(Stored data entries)
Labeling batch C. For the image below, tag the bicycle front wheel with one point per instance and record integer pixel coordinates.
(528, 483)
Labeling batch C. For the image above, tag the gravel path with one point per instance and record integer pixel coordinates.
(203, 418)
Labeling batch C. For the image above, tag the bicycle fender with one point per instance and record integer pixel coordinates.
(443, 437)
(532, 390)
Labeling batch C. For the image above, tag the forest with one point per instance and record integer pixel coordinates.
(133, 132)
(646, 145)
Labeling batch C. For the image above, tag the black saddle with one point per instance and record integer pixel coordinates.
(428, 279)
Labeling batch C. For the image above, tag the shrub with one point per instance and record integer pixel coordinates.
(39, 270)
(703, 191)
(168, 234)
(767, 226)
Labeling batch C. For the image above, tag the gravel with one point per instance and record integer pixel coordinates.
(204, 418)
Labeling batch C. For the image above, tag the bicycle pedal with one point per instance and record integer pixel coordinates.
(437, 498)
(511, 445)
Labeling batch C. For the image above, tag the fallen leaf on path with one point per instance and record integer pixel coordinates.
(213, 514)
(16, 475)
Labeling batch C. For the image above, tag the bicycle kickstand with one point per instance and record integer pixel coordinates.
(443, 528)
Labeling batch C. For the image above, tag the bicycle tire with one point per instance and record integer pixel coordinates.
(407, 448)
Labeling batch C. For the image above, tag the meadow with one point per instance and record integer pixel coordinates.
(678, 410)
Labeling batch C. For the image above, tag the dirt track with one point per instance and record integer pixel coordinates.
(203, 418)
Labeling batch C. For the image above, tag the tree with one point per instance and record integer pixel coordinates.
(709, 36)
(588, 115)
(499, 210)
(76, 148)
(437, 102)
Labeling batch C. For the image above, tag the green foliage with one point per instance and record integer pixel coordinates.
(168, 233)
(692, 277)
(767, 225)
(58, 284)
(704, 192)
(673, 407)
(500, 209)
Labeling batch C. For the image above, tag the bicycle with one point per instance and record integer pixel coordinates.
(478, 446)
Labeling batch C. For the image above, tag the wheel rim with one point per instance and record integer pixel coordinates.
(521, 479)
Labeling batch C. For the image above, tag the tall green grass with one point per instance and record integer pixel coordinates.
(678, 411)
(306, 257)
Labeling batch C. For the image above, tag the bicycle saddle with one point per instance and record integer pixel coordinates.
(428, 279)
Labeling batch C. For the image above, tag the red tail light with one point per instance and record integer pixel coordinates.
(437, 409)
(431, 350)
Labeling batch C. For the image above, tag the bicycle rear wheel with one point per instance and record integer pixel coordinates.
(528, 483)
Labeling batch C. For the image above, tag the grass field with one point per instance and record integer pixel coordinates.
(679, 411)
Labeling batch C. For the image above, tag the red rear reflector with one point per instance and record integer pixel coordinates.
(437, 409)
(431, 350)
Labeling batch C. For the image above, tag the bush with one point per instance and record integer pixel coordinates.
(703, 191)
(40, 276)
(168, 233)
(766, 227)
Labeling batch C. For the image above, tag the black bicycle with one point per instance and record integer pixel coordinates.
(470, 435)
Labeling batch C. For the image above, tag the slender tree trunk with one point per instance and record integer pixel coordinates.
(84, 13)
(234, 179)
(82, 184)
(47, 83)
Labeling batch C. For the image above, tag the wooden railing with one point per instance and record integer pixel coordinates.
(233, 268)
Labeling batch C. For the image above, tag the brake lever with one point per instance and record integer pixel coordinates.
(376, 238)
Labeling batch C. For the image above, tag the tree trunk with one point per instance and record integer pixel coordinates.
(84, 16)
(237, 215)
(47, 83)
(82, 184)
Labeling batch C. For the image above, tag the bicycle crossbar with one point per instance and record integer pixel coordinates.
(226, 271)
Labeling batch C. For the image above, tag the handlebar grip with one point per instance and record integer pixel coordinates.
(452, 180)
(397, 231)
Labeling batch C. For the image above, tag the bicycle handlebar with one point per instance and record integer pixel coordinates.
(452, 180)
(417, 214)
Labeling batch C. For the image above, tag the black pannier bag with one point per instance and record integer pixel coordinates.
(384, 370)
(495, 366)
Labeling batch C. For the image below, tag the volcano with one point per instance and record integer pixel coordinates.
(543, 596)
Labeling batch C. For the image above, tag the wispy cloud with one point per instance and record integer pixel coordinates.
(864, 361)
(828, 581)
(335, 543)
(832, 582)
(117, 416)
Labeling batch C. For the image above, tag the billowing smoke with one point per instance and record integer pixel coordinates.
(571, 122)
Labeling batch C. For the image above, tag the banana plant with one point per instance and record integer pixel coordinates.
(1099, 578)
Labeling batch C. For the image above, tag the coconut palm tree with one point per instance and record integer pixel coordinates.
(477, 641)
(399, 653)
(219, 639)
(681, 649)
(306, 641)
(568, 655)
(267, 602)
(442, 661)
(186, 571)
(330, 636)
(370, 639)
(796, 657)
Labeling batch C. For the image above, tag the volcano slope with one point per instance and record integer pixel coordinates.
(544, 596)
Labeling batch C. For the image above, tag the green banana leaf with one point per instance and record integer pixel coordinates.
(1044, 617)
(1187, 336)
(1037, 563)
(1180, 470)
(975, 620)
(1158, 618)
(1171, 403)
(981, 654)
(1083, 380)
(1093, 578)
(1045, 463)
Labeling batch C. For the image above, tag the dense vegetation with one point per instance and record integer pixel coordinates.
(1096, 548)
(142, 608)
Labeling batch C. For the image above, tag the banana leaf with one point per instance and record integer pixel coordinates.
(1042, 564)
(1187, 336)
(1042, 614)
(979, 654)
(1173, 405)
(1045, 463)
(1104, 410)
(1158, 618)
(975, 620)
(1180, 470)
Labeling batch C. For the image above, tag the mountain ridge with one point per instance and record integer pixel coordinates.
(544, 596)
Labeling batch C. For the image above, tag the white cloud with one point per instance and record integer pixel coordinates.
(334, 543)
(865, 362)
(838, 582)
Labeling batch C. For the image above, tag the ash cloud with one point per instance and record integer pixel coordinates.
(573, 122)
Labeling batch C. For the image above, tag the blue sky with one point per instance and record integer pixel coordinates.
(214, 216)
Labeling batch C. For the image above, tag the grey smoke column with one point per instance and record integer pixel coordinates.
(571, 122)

SHORT PROBLEM: All of the data needs to be reproduced exactly, with no line missing.

COMPLETE RESPONSE:
Labeling batch C. For the image below, tag the bicycle front wheel with one point per instance and record integer pixel coordinates.
(528, 483)
Labeling batch C. For the image above, tag the gravel path with one point per instance and record integer pixel coordinates.
(203, 418)
Labeling batch C. For the image above, tag the bicycle fender with one point per instance and record integer pixel coordinates.
(443, 437)
(532, 390)
Labeling batch C. For the image above, tag the forest with one point per instance and record integer pixel coordinates.
(133, 132)
(646, 145)
Labeling batch C. For the image above, tag the black saddle with one point per instance and record integer pixel coordinates.
(428, 279)
Labeling batch C. For the image above, tag the shrub with one point per instance and record integer pixel coordinates.
(39, 270)
(703, 191)
(168, 234)
(767, 226)
Labeling batch C. For the image above, tag the gravel with one point per instance and record integer pixel coordinates.
(204, 418)
Labeling batch C. For the image above, tag the bicycle pedal with one point per instance and record integer pixel coordinates.
(437, 498)
(511, 445)
Labeling batch C. For the image above, tag the fallen leaf on path with one point per instance and record integer pixel coordinates.
(213, 514)
(16, 475)
Labeling batch C. For the image above, tag the bicycle kickstand with one point per instance and record integer pixel coordinates.
(443, 528)
Labeling batch C. For the image above, tag the bicycle tire with one point per instance and record integer pixel coordinates.
(407, 448)
Labeling batch C. For the image above, tag the meadow with one point per instance and record integer pixel coordinates.
(678, 410)
Labeling batch C. For the image above, tag the dirt track with one point per instance and record integer pixel coordinates.
(203, 418)
Labeling batch C. For the image above, tag the tree with one point per instance and record integer pixel coordinates.
(709, 36)
(588, 115)
(499, 210)
(76, 148)
(437, 102)
Labeling batch C. For the image above, tag the green foliage with one point per instance and record integer pixel coordinates.
(168, 233)
(692, 277)
(767, 225)
(58, 284)
(704, 192)
(673, 407)
(500, 209)
Labeling batch C. For the image above, tag the bicycle with one point per instance and record integer pixel coordinates.
(478, 446)
Labeling batch C. For the image above, tag the wheel rim with one point per instance and record integer pixel coordinates.
(521, 479)
Labeling batch C. For the image above, tag the tall green grass with one point per instance and record integer pixel coordinates.
(678, 411)
(306, 257)
Labeling batch C. For the image above, tag the bicycle saddle with one point per instance and record integer pixel coordinates.
(428, 279)
Labeling batch C. For the image above, tag the red tail light with one point per instance and record integer pixel coordinates.
(437, 409)
(431, 350)
Labeling batch C. For the image above, tag the bicycle rear wheel with one point per instance and record integer pixel coordinates.
(528, 483)
Labeling batch C. For the image above, tag the grass field with one point per instance and record integer pixel coordinates.
(679, 411)
Labeling batch C. For the image above, tag the red rear reflector with one point per instance and record integer pixel coordinates.
(437, 409)
(431, 350)
Labeling batch C. For the image above, tag the bush with one point per instance and record integer pixel coordinates.
(703, 191)
(40, 276)
(168, 233)
(766, 227)
Labeling batch C. For the image above, tag the black bicycle with one point per instance and record integer pixel coordinates.
(470, 435)
Labeling batch C. For the image above, tag the slender tree trunk with one point per instance and record integer pixel coordinates.
(84, 13)
(234, 179)
(82, 184)
(47, 83)
Labeling batch C. For the image above, tag the wooden railing with one point per instance and record integer pixel coordinates.
(233, 268)
Labeling batch C. For the image above, tag the brake lever with one point per instance and record integer pixel coordinates.
(376, 238)
Labeling batch C. For the image above, tag the tree trunk with one point per instance and record integer pixel coordinates.
(84, 16)
(237, 215)
(47, 83)
(82, 184)
Labeling batch C. For the image above, tag the bicycle crossbar with one point per instance and record integer pixel coordinates.
(226, 271)
Labeling batch C. For the image above, tag the handlebar grip with one point per instance and record integer pixel coordinates.
(452, 180)
(397, 231)
Labeling batch C. For the image above, tag the bicycle handlebar with one point per instance and record integer pixel coordinates.
(452, 180)
(417, 214)
Labeling batch C. For the image above, tag the black pannier bag with one point per instance and record integer pixel coordinates.
(384, 370)
(495, 366)
Labeling batch C. For the image below, tag the volcano with one point per instance and record integer pixel coordinates.
(543, 596)
Labeling batch C. For the image above, tag the wispy cloud with one point per instance and record integer pixel coordinates.
(864, 361)
(828, 581)
(335, 543)
(832, 582)
(117, 416)
Labeling batch C. For the image above, tag the billowing smoke with one point per instance and record integer pixel coordinates.
(571, 122)
Labeling batch C. For the image above, tag the banana plant with one point per instance and record integer pixel coordinates.
(1099, 578)
Labeling batch C. For the image above, tag the coconut palm tree with one point per instance and record integer pixel coordinates.
(477, 641)
(399, 653)
(219, 639)
(681, 649)
(306, 641)
(568, 655)
(267, 602)
(442, 661)
(186, 571)
(330, 636)
(370, 639)
(796, 657)
Labeling batch C. For the image above, tag the volcano slope with one point per instance and record integer pixel coordinates.
(544, 596)
Labeling batch C. For the image above, tag the green banana leaf with one point per instance and record integer pixel coordinates.
(1044, 617)
(1187, 336)
(1037, 563)
(1180, 470)
(975, 620)
(1158, 618)
(1171, 403)
(981, 654)
(1083, 380)
(1093, 578)
(1045, 463)
Labeling batch C. For the image above, tag the dense vegetation with one point per instance and record integer pixel coordinates.
(1096, 548)
(142, 608)
Labeling batch C. For the image above, tag the banana leaf with one point per instance and record integer pixel coordinates.
(1042, 564)
(1187, 336)
(1042, 614)
(979, 654)
(1173, 405)
(1045, 463)
(1104, 410)
(1158, 618)
(975, 620)
(1180, 470)
Labeling batch C. For the image above, tag the mountain ridge with one point per instance and record integer pixel coordinates.
(544, 596)
Labeling batch C. For the image above, tag the white cloud with one point per instance and record integer pixel coordinates.
(334, 543)
(865, 362)
(838, 582)
Labeling batch C. For the image above, tag the ash cloud with one point per instance and record integer pixel coordinates.
(573, 122)
Labeling batch C. For the image above, tag the blue sky with one point per instance and record integer pixel coordinates.
(214, 216)
Labeling batch C. For the image above, tag the grey smoke column with one point per instance and record integer pixel coordinates.
(571, 122)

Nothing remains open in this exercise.